Point placement records
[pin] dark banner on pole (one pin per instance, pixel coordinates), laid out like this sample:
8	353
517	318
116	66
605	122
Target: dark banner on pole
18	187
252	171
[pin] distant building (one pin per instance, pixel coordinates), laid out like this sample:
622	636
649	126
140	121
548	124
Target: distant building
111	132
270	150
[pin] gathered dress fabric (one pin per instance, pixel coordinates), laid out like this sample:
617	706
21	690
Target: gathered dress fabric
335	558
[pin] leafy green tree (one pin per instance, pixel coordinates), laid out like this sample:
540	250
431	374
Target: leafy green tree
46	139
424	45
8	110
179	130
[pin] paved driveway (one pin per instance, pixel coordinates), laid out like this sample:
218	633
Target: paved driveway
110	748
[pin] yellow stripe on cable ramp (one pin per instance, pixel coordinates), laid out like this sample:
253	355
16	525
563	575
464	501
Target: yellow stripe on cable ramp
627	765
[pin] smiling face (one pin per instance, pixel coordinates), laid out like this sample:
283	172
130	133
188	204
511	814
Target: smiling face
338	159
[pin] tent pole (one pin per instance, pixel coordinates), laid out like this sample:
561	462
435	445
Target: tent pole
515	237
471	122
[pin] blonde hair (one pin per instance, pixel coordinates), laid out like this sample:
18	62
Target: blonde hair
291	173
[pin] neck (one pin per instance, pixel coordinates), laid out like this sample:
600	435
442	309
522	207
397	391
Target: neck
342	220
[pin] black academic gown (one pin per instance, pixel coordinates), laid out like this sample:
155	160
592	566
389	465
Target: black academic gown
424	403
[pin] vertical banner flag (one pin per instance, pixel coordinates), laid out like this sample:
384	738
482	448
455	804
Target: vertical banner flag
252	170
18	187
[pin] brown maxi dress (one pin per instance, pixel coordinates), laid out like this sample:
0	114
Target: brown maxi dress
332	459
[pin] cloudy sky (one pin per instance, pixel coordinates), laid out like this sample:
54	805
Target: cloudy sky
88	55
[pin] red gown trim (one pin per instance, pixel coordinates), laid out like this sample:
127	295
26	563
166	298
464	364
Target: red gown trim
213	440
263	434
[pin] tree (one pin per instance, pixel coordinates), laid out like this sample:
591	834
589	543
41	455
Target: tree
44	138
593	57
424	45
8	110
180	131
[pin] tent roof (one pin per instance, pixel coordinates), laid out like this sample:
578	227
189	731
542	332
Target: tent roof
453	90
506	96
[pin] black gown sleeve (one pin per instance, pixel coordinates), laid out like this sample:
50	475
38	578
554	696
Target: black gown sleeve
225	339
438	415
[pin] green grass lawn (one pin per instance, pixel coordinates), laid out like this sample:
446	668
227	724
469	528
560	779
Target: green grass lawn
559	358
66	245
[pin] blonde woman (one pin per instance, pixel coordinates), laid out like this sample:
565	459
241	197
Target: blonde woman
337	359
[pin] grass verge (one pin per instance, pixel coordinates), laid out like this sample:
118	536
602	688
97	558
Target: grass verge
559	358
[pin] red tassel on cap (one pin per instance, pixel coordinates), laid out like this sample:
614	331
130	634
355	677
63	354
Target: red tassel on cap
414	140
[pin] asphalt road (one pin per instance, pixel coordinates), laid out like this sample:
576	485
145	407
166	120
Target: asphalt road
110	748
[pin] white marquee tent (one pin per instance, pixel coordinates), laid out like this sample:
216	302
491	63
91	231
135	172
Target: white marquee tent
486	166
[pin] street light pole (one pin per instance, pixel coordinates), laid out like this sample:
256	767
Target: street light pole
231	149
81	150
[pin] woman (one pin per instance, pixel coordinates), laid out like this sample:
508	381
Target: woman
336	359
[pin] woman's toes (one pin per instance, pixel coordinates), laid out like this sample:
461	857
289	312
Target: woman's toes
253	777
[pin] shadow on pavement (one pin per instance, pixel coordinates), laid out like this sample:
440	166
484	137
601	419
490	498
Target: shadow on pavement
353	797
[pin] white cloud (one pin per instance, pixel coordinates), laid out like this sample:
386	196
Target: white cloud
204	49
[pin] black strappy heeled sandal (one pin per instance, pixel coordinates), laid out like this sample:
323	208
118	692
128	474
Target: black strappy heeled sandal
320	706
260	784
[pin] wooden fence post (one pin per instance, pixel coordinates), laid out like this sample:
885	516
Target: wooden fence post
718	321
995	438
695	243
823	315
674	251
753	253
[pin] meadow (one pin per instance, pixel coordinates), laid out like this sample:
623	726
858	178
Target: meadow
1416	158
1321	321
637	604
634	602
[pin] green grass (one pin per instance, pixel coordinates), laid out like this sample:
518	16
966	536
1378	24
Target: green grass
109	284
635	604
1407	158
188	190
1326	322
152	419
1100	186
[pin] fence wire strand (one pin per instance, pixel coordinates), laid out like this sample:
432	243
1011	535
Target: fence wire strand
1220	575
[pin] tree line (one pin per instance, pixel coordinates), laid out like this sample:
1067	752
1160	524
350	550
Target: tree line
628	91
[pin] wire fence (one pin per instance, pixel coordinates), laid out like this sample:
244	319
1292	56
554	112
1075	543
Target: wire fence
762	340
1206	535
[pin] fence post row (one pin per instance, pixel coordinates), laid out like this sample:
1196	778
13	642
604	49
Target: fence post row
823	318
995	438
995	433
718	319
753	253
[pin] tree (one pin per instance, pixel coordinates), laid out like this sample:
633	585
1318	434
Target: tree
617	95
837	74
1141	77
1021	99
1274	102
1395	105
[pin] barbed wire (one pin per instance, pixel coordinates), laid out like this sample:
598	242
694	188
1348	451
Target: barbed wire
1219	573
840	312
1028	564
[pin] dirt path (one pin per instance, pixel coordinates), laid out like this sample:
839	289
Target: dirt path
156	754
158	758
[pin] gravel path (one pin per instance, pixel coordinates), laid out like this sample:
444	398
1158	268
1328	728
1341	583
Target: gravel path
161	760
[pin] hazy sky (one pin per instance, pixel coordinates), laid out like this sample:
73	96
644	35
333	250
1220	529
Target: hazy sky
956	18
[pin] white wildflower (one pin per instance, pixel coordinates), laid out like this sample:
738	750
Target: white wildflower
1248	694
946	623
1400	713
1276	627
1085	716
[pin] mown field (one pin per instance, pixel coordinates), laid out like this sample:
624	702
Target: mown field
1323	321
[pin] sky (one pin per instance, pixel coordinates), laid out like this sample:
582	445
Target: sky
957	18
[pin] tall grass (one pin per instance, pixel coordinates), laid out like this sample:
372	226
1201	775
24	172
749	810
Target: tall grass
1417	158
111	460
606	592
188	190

**Given request:** Every entry must be quoted exactly as it appears above.

**Final answer:**
[pin] dark banner on pole (one pin per instance, pixel coordinates), laid out like this sample:
8	353
517	318
116	66
605	122
Target: dark banner on pole
18	187
252	171
[pin] distant building (one pin per instance, pixel coordinates), laid out like this sample:
622	636
649	126
140	121
548	124
Target: distant building
111	132
270	150
[pin] gathered dress fabric (one pin per instance, pixel coordinates), laid out like this sample:
617	706
21	690
Target: gathered dress fabric
335	558
[pin] leafy green tree (one pin per instance, pixel coordinates), laid out like this sample:
540	250
431	374
Target: leafy green tree
46	139
424	45
8	110
179	130
[pin] paved driveway (one pin per instance, pixel coordinates), laid out like this sample:
218	633
Target: paved driveway
110	748
[pin] yellow stripe on cable ramp (one pin per instance, pixel coordinates), laid out like this sample:
253	355
16	525
563	575
464	501
Target: yellow stripe on cable ramp
627	765
[pin] smiling face (one pin per instance, pixel coordinates), laid out like this sample:
283	172
130	133
188	204
511	814
Target: smiling face
338	159
[pin] tent pole (one pin per instance, pixel coordinates), laid out like this sample:
561	462
435	445
Target: tent pole
515	237
471	122
[pin] blonde hair (one pin per instance, pixel coordinates), laid out like this sample:
18	62
Target: blonde hair
291	173
[pin] neck (one pin per instance, pixel coordinates), laid out like this sample:
600	435
442	309
522	207
397	391
Target: neck
342	220
[pin] black academic gown (one pin per instance, pixel coordinates), laid out like this sample:
155	160
592	566
389	465
Target: black academic gown
424	403
[pin] vertical banner flag (one pin per instance, pixel coordinates), laid out like this sample:
384	738
482	448
455	804
Target: vertical banner flag
252	170
18	187
[pin] brown maxi dress (one pin per instance, pixel coordinates), laid out like this sample:
0	114
Target: brown maxi dress
332	459
[pin] cloudy sky (one pin per instance, pixel coordinates), laid out like this sample:
54	805
Target: cloudy sky
88	55
[pin] red gown trim (one pin per instance, pixel coordinates), laid out like this sample:
127	295
26	563
166	298
464	364
Target: red gown trim
213	440
263	434
[pin] tree (one pin per instance, pixel coordinates), laid out like this sample:
591	834
589	543
41	455
Target: tree
44	138
593	57
424	45
8	110
180	131
[pin] tent roof (one pin per instance, pixel coordinates), laid out like this sample:
578	227
189	731
542	332
Target: tent roof
453	90
506	96
[pin] black gown sleeve (one pin per instance, pixel coordinates), laid out like this sample:
50	475
38	578
554	696
Target: black gown sleeve
225	339
438	415
[pin] green grass lawn (one pin per instance, pixel coordinates), laid out like this sample:
446	668
227	724
469	528
560	779
Target: green grass lawn
559	358
66	245
[pin] blonde woman (one pin per instance, pixel coordinates), laid out like this sample:
565	459
241	197
Target: blonde woman
337	359
[pin] grass verge (one pin per instance, pixel coordinates), laid out like this sample:
118	536
602	688
97	558
Target: grass verge
559	358
[pin] red tassel on cap (one pin per instance, pixel coordinates), laid out like this sample:
614	331
130	634
355	677
63	354
Target: red tassel on cap
414	140
[pin] asphalt road (one pin per instance, pixel coordinates), laid out like this sample:
576	485
145	407
166	120
Target: asphalt road
110	748
[pin] white marquee tent (one pin per instance, pixel coordinates), laid out like this sample:
216	302
491	63
91	231
135	172
Target: white marquee tent
486	166
[pin] street light pole (one pin per instance, pixel coordinates), laid out like this sample:
256	767
Target: street light pole
231	149
81	150
[pin] woman (one pin per instance, pixel coordinates), laid out like this sample:
508	381
Target: woman
336	359
[pin] woman's toes (one pin per instance, pixel coordinates), laid out like this sample:
461	857
289	312
Target: woman's toes
253	777
[pin] shadow on pavement (one pin per instance, pixel coordinates), laid out like this sample:
440	166
484	137
601	419
490	498
Target: shadow on pavement
353	797
[pin] white cloud (one pin per instance, pixel coordinates), laid out like this sample:
386	196
Target: white cloud
204	49
[pin] black strappy heeled sandal (one pin per instance, pixel coordinates), laid out like this sample:
323	208
118	692
128	474
Target: black strappy heeled sandal
320	706
260	784
[pin] wooden fence post (one pin per instance, pixel coordinates), laid out like this sample:
885	516
Target: wooden fence post
718	321
995	438
695	243
823	315
674	251
753	253
[pin] meadow (one pin per instance, pixel coordinates), laid out like this sample:
623	726
858	178
Target: meadow
1416	158
1321	321
637	604
634	602
[pin] green grass (one pin per instance, pixel coordinates), laid out like this sample:
518	16
966	536
1378	24
Target: green grass
109	284
635	604
1407	158
188	190
1326	322
152	419
1100	186
[pin] fence wire strand (one pin per instance, pixel coordinates), laid out like this sample:
432	243
1011	535
Target: fence wire strand
1220	575
[pin] tree line (one pin per instance, pixel coordinates), laid out like this sample:
1067	752
1160	524
350	550
Target: tree line
628	91
[pin] wire fence (one pin per instance, pixel coordinates), laid out like this sample:
244	319
1292	56
554	112
1075	543
Target: wire fence
762	340
1206	535
[pin] fence post row (one pin per instance, pixel coordinates), laid out like this sample:
1196	778
13	642
604	49
Target: fence post row
823	318
995	438
995	433
718	319
753	253
[pin] tree (one pin per instance, pixel coordinates), laid out like this sample:
633	585
1318	434
Target: tree
617	95
837	74
1141	77
1021	99
1274	102
1395	105
[pin] barbed wire (one pin per instance, pixel coordinates), laid out like this sample:
598	242
694	188
1348	451
Target: barbed wire
1219	573
840	312
1028	564
[pin] dirt path (one pin per instance, pixel coordinates), laid out like this sample:
839	289
Target: dirt path
156	754
158	758
[pin] gravel path (one pin per instance, pixel coordinates), laid out like this sample:
444	398
1158	268
1328	728
1341	583
Target: gravel path
161	760
[pin] hazy sky (one pin per instance, pixel coordinates), laid out like this sample:
73	96
644	35
333	250
1220	529
Target: hazy sky
956	18
[pin] white wildflower (one pin per instance, pixel coordinates), laid out like this sample:
738	750
Target: white wildflower
1248	694
946	623
1400	713
1276	627
1085	716
[pin] mown field (one pin per instance, pixel coordinates), laid out like this sample:
624	702
Target: mown field
1323	321
[pin] sky (one pin per instance, pixel coordinates), laid out like this sample:
582	445
Target: sky
957	18
[pin] tall grass (one pin per instance, pixel coordinates), laid out like this sample:
372	226
1201	775
24	172
749	810
Target: tall grass
1417	158
111	460
606	592
188	190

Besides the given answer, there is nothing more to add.